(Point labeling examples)
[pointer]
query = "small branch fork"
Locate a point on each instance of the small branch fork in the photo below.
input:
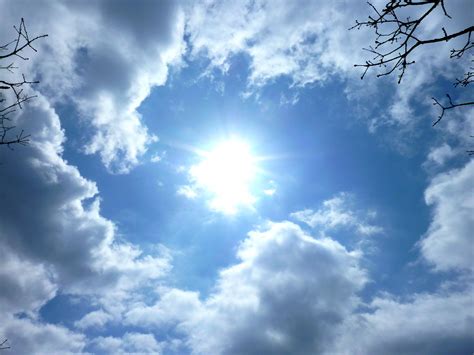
(397, 38)
(14, 89)
(4, 345)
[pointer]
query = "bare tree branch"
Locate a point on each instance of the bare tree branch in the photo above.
(12, 93)
(397, 38)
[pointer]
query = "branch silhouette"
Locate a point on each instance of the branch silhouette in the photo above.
(12, 93)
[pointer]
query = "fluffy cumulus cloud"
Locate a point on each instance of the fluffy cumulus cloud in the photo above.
(51, 226)
(293, 293)
(27, 336)
(296, 41)
(338, 212)
(439, 323)
(288, 294)
(447, 244)
(104, 57)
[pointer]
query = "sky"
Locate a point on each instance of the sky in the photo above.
(214, 177)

■ Exercise instructions:
Leave out the pictures and transcribe everything else exactly.

■ Output of the exercise:
[pointer]
query = "small branch fork"
Locate a point on each instance of the small branch fork in the photo below.
input:
(397, 38)
(14, 89)
(4, 345)
[pointer]
query = "bare tree branch"
Locate a point on each instance of the bare tree branch in the photo above.
(12, 93)
(397, 38)
[pointer]
query = "branch silhouette"
Locate a point on each instance of the branch silhouette in the photo above.
(12, 93)
[pointer]
query = "fluffy cumulus cloud"
Locate a point on each instance of the fluffy cumulus cloud in the photo above.
(51, 226)
(293, 293)
(27, 336)
(296, 41)
(338, 212)
(439, 323)
(288, 294)
(447, 244)
(104, 57)
[pointer]
query = "sky"
Locate a point on each instance of the sky in the photo above.
(214, 177)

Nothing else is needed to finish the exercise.